Text excerpt START

Hi Wayne. I was reading a old thread and saw where it looked like you'd ordered a Elf E2125X to do a A/B comparsion against KS 125.2. Just curious if you received Elf and put it through paces yet?Been reading a lot of buzz on some of the car audio forums of how identical these amps are on specs. Alan 

Hey whats going on? Yes I did recevie it and on paper they look the same, in apperance real close, and that is where it ends.

The Elf is no where near the amp the ARC is. Not anywhere near as clean or as powerfull. Its sound was very muddy and it only measured putting out 52 watts per ch. where the ARC was at 122 watts. I put it on my bike and ran it for 8 days and it gave up. It can not take the punishment like the ARC not sure if it was the vibration or having to play at high levels for long periods of time.


----------



## txbonds (Mar 10, 2008)

http://www.allproducts.com/ee/ubuy/01-car_amplifier_mini.html

Link to the page you posted by the way. In case others like myself were curious. LOL


----------



## BLACKonBLACK98 (Apr 5, 2008)

> Hey whats going on? Yes I did recevie it and on paper they look the same, in apperance real close, and that is where it ends.
> 
> The Elf is no where near the amp the ARC is. Not anywhere near as clean or as powerfull. Its sound was very muddy and it only measured putting out 52 watts per ch. where the ARC was at 122 watts. I put it on my bike and ran it for 8 days and it gave up. It can not take the punishment like the ARC not sure if it was the vibration or having to play at high levels for long periods of time.


<- pwned

looks like the truth showed up a little earlier than expected.


----------



## placenta (Feb 2, 2008)

I guess it makes sense, since the heat sinks are pretty different. (curved vs straight cut). Anyone can buy that board, but i suppose mounting it and cooling it properly as equally important to design.


----------



## charlotte (Aug 19, 2008)

BLACKonBLACK98 said:


> <- pwned
> 
> looks like the truth showed up a little earlier than expected.


Could be but I got no skin in this brotha! Hard to believe no one else has one of these to break cases open.


----------



## mattldm (Apr 27, 2006)

BLACKonBLACK98 said:


> <- pwned
> 
> looks like the truth showed up a little earlier than expected.


Maybe, maybe not... Its hard to say with only one persons opinion. Maybe he got a really bad example of the Elf, or maybe he got a good example of the Arc.

Text excerpt END
Exercise data START

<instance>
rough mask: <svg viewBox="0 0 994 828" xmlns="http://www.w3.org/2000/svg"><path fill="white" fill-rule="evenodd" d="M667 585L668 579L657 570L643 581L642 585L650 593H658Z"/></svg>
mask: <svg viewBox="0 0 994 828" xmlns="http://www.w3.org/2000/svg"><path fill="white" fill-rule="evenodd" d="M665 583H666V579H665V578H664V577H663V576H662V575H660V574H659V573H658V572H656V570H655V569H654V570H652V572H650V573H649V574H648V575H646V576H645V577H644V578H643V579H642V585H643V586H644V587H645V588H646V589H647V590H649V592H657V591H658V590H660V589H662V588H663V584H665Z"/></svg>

Exercise data END

• _How to complete this task_
Retype the passage of the amplifier forum thread from "http://www.allproducts.com/ee/ubuy/01-car_amplifier_mini.html" up to and including "(Apr 5, 2008)".

• _Response to this exercise_
http://www.allproducts.com/ee/ubuy/01-car_amplifier_mini.html

Link to the page you posted by the way. In case others like myself were curious. LOL


----------



## BLACKonBLACK98 (Apr 5, 2008)